WORKING DATA »

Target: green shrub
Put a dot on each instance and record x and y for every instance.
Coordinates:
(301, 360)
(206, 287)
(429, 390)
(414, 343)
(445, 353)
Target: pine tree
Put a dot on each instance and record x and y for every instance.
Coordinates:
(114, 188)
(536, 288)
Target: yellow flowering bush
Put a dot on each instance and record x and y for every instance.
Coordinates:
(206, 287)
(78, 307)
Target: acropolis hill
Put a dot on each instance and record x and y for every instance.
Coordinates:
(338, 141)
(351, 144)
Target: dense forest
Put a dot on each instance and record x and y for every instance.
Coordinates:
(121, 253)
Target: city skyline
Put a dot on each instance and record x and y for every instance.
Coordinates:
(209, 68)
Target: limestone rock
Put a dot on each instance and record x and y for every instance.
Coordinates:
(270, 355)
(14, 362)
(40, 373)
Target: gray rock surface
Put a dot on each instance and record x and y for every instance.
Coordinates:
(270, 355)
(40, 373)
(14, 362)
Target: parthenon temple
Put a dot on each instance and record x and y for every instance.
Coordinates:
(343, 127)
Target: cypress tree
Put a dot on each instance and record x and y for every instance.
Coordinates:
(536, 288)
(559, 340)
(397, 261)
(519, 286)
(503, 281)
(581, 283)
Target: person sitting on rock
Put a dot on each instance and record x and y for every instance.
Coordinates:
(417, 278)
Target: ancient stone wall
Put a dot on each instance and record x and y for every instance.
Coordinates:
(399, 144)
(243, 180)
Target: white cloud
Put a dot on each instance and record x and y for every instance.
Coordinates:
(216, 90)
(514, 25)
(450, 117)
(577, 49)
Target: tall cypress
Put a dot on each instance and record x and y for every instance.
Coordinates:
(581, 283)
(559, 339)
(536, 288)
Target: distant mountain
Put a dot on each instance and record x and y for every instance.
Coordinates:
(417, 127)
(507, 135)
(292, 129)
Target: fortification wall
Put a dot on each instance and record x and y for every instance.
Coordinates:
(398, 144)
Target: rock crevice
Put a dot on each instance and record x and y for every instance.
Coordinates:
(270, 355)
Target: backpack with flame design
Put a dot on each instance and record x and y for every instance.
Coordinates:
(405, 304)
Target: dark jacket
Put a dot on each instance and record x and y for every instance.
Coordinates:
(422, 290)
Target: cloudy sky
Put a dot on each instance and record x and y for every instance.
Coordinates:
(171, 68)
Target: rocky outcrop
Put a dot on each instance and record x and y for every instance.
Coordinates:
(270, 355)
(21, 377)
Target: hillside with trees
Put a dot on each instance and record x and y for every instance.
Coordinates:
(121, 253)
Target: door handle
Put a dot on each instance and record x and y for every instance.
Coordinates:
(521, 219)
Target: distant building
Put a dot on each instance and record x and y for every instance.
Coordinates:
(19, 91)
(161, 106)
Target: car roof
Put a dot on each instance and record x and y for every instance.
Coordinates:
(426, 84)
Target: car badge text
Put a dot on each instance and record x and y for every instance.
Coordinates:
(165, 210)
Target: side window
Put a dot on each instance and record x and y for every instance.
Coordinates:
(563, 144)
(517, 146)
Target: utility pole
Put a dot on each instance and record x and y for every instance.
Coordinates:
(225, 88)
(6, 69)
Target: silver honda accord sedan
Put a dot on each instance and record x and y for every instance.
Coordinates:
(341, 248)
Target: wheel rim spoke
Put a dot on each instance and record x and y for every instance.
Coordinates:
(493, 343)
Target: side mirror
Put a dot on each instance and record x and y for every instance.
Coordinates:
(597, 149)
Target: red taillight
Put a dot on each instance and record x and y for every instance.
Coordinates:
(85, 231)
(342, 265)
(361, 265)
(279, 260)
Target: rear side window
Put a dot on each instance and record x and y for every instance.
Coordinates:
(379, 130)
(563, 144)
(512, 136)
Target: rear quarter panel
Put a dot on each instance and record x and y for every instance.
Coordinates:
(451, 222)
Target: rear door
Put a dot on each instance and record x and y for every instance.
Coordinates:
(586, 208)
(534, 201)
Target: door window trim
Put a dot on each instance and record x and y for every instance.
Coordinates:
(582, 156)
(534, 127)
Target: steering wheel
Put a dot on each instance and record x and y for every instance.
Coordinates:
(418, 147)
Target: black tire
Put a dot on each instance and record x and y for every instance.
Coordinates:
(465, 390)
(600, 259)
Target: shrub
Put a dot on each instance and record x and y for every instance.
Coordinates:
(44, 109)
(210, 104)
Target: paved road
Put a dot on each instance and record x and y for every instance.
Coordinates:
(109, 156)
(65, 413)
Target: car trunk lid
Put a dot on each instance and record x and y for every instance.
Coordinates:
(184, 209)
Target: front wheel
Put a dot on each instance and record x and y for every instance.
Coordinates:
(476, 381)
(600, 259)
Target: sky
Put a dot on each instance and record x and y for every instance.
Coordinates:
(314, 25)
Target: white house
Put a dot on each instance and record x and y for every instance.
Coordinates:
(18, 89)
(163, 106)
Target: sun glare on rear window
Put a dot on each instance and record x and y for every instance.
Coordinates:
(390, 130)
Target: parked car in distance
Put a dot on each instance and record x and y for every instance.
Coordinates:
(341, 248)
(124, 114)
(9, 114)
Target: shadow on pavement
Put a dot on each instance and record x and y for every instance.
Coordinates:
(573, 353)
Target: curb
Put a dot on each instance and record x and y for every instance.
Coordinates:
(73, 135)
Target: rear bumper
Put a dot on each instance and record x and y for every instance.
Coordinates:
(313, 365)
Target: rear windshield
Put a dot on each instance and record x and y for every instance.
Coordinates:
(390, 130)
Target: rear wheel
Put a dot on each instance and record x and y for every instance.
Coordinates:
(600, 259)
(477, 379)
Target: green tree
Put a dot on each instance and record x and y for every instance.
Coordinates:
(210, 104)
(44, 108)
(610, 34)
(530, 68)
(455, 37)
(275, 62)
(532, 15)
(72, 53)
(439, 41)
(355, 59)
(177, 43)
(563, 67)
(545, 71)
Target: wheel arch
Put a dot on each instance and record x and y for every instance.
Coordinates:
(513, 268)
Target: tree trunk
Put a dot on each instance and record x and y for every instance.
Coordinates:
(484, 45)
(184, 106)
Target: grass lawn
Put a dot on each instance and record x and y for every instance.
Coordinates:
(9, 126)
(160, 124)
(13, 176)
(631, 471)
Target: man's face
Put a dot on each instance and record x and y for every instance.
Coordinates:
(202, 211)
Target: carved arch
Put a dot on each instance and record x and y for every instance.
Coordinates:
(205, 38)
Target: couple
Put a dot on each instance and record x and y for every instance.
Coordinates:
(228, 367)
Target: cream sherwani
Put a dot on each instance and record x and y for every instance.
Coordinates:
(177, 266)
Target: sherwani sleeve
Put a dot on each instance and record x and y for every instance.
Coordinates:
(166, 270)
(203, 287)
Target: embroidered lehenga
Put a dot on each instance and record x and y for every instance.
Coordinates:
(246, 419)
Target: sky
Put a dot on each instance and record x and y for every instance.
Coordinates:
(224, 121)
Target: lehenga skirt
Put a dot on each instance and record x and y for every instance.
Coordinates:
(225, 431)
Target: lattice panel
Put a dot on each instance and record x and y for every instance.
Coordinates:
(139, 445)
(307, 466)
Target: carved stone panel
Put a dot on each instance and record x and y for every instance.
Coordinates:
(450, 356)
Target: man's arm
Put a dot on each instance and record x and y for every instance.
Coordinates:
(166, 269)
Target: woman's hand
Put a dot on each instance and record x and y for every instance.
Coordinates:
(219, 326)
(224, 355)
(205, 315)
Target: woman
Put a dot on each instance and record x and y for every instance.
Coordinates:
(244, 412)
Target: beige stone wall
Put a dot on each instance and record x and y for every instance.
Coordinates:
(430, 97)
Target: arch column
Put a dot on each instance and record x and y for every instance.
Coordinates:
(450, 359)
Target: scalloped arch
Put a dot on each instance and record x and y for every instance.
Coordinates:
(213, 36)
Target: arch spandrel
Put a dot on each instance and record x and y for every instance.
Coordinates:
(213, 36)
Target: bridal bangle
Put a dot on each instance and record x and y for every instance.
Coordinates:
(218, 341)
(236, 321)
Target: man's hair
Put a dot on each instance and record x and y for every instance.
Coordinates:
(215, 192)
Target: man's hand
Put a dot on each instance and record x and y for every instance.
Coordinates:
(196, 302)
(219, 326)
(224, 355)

PROBLEM DESCRIPTION » Reproduce exactly the lines from the one with "Target: sherwani sleeve" through the end of the entries above, both ends included.

COMPLETE ANSWER »
Target: sherwani sleeve
Put a dot on each instance and record x and y for every instance.
Coordinates:
(166, 270)
(203, 287)
Target: embroidered lehenga
Put a dot on each instance and record x and y for every instance.
Coordinates:
(246, 419)
Target: sky
Put a dot on each instance and record x and y for every instance.
Coordinates:
(224, 121)
Target: lehenga skirt
Put a dot on each instance and record x and y for every instance.
Coordinates:
(225, 431)
Target: lattice panel
Put a dot on each instance and record x and y for every instance.
Coordinates:
(139, 445)
(307, 466)
Target: carved stone panel
Put a dot on each instance and record x and y for every instance.
Coordinates:
(450, 356)
Target: man's arm
Put a dot on each instance and record x and y for every instance.
Coordinates:
(166, 269)
Target: woman's hand
Put a dot on each instance and record x and y for every instance.
Coordinates:
(219, 326)
(224, 355)
(205, 315)
Target: woman
Put a dot on each instance and record x and y for every instance.
Coordinates:
(244, 412)
Target: beige stone wall
Put a dot on each instance and record x and y for every instance.
Coordinates:
(430, 97)
Target: arch column
Put a dot on each instance and record x and y for every instance.
Coordinates:
(450, 359)
Target: scalloped arch
Put a dot on each instance and record x and y for every instance.
Coordinates:
(213, 36)
Target: arch spandrel
Put a dot on each instance and record x and y for every instance.
Coordinates:
(213, 36)
Target: bridal bangle
Put a dot on each instance and record x and y for every instance.
Coordinates:
(218, 341)
(236, 321)
Target: man's hair
Put a dot on each instance and record x and y for every instance.
Coordinates:
(215, 192)
Target: man's hand
Put a dot on each instance and record x and y for every instance.
Coordinates:
(196, 302)
(219, 326)
(224, 355)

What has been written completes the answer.